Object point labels
○ ○ ○
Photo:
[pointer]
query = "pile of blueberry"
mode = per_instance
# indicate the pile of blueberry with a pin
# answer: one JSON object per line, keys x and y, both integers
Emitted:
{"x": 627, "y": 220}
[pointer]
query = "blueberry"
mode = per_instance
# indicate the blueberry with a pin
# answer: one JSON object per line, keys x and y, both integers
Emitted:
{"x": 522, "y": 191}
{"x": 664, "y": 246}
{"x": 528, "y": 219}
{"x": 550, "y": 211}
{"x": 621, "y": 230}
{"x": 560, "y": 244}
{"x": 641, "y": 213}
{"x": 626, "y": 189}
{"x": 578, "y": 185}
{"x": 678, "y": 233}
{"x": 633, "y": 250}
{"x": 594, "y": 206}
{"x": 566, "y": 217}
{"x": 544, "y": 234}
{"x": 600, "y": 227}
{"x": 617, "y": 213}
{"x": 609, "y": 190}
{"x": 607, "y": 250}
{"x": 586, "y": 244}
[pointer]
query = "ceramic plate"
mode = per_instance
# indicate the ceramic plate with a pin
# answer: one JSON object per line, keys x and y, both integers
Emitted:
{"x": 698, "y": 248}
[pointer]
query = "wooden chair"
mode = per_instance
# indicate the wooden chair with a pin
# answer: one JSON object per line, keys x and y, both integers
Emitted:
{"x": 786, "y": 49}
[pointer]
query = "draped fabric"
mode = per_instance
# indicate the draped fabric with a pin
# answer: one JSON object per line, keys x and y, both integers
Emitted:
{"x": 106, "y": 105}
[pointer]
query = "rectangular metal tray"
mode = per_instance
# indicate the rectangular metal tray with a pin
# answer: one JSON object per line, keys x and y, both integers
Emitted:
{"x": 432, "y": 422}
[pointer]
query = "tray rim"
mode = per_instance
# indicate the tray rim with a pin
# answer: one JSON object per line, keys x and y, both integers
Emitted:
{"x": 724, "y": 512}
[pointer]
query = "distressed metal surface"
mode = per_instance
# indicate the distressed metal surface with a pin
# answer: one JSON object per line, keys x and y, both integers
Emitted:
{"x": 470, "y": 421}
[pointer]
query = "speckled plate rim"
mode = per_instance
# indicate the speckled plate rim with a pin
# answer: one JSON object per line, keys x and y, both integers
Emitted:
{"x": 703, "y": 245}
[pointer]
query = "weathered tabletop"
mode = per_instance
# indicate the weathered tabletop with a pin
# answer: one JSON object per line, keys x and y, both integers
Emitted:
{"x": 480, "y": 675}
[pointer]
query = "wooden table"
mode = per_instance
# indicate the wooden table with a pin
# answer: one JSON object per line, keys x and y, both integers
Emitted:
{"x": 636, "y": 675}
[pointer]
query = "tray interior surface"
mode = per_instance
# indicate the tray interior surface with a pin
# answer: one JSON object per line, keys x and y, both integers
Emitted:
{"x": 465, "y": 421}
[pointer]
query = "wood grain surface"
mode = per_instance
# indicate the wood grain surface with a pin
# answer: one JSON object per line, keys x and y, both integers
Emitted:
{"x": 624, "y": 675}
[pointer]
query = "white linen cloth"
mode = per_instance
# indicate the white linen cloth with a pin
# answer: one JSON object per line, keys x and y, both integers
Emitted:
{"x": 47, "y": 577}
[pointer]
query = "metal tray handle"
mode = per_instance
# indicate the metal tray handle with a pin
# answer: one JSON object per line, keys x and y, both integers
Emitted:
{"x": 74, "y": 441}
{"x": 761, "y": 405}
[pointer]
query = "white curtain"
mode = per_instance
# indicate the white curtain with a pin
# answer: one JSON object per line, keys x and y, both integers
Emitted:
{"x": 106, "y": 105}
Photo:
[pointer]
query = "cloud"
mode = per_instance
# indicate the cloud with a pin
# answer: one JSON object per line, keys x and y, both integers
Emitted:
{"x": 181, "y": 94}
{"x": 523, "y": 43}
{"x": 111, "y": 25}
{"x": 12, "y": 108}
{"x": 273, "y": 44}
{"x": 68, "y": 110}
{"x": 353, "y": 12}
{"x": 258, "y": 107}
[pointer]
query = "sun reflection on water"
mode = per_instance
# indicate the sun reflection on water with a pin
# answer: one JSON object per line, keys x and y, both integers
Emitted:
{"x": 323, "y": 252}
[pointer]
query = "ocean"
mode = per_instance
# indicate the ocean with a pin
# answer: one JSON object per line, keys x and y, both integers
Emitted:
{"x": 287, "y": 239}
○ ○ ○
# [EXERCISE DIRECTIONS]
Reproduce every record, matching each line exactly.

# [WRITTEN ANSWER]
Photo:
[pointer]
query = "pile of blueberry"
mode = per_instance
# indicate the pile of blueberry with a pin
# answer: one JSON object per line, keys x and y, both integers
Emitted:
{"x": 627, "y": 220}
[pointer]
query = "blueberry"
mode = per_instance
# indicate the blueberry with a pin
# answer: one JSON object per line, keys x and y, both integers
Emitted:
{"x": 522, "y": 191}
{"x": 664, "y": 246}
{"x": 528, "y": 219}
{"x": 550, "y": 211}
{"x": 621, "y": 230}
{"x": 560, "y": 244}
{"x": 641, "y": 213}
{"x": 626, "y": 189}
{"x": 578, "y": 185}
{"x": 678, "y": 233}
{"x": 633, "y": 250}
{"x": 594, "y": 206}
{"x": 566, "y": 217}
{"x": 544, "y": 234}
{"x": 600, "y": 227}
{"x": 617, "y": 213}
{"x": 609, "y": 190}
{"x": 607, "y": 250}
{"x": 586, "y": 244}
[pointer]
query = "ceramic plate"
mode = per_instance
# indicate the ceramic plate with a pin
# answer: one JSON object per line, keys x and y, both integers
Emitted:
{"x": 698, "y": 248}
[pointer]
query = "wooden chair"
mode = per_instance
# indicate the wooden chair with a pin
# answer: one JSON object per line, keys x and y, both integers
Emitted:
{"x": 786, "y": 49}
[pointer]
query = "draped fabric"
mode = per_instance
# indicate the draped fabric with a pin
# answer: one JSON object per line, keys x and y, both integers
Emitted:
{"x": 106, "y": 105}
[pointer]
query = "rectangular metal tray"
mode = per_instance
# indicate the rectangular metal tray with a pin
# answer: one JSON object per line, keys x and y, both integers
Emitted:
{"x": 432, "y": 422}
[pointer]
query = "tray rim"
mode = per_instance
# indicate the tray rim with a pin
# answer: one JSON object per line, keys x and y, both integers
Emitted:
{"x": 724, "y": 512}
[pointer]
query = "distressed metal surface"
mode = per_instance
# indicate the distressed metal surface with a pin
# answer: one JSON object per line, keys x and y, both integers
Emitted:
{"x": 470, "y": 421}
[pointer]
query = "speckled plate rim"
mode = per_instance
# indicate the speckled plate rim with a pin
# answer: one JSON object per line, keys x and y, both integers
Emitted:
{"x": 703, "y": 245}
[pointer]
query = "weathered tabletop"
mode = per_instance
# indicate the weathered tabletop with a pin
# answer: one JSON object per line, keys x and y, both integers
Emitted:
{"x": 480, "y": 675}
[pointer]
query = "wooden table"
mode = per_instance
# indicate the wooden table with a pin
# answer: one JSON object per line, keys x and y, both integers
Emitted:
{"x": 636, "y": 675}
[pointer]
query = "tray interior surface"
mode = per_instance
# indicate the tray interior surface with a pin
# answer: one JSON object per line, keys x and y, both integers
Emitted:
{"x": 465, "y": 421}
[pointer]
query = "wood grain surface"
mode = per_instance
# indicate the wood grain surface with a pin
# answer: one JSON object per line, keys x and y, both integers
Emitted:
{"x": 624, "y": 675}
[pointer]
query = "white linen cloth"
mode = per_instance
# indicate the white linen cloth with a pin
# answer: one JSON object per line, keys x and y, both integers
Emitted:
{"x": 47, "y": 577}
[pointer]
query = "metal tray handle"
mode = per_instance
# indicate the metal tray handle with a pin
# answer: one JSON object per line, keys x and y, both integers
Emitted:
{"x": 74, "y": 441}
{"x": 761, "y": 405}
[pointer]
query = "white curtain"
mode = per_instance
# indicate the white curtain with a pin
# answer: one JSON object per line, keys x and y, both integers
Emitted:
{"x": 106, "y": 105}
Photo:
[pointer]
query = "cloud"
mode = per_instance
# indicate the cloud with a pin
# answer: one JSON object per line, keys x and y, both integers
Emitted:
{"x": 181, "y": 94}
{"x": 523, "y": 43}
{"x": 111, "y": 25}
{"x": 12, "y": 108}
{"x": 273, "y": 44}
{"x": 68, "y": 110}
{"x": 353, "y": 12}
{"x": 258, "y": 107}
[pointer]
query = "sun reflection on water"
mode = per_instance
# indicate the sun reflection on water with a pin
# answer: one JSON object per line, keys x and y, both integers
Emitted:
{"x": 323, "y": 252}
[pointer]
query = "ocean"
mode = per_instance
# indicate the ocean with a pin
# answer: one JSON object per line, keys x and y, both integers
Emitted:
{"x": 287, "y": 239}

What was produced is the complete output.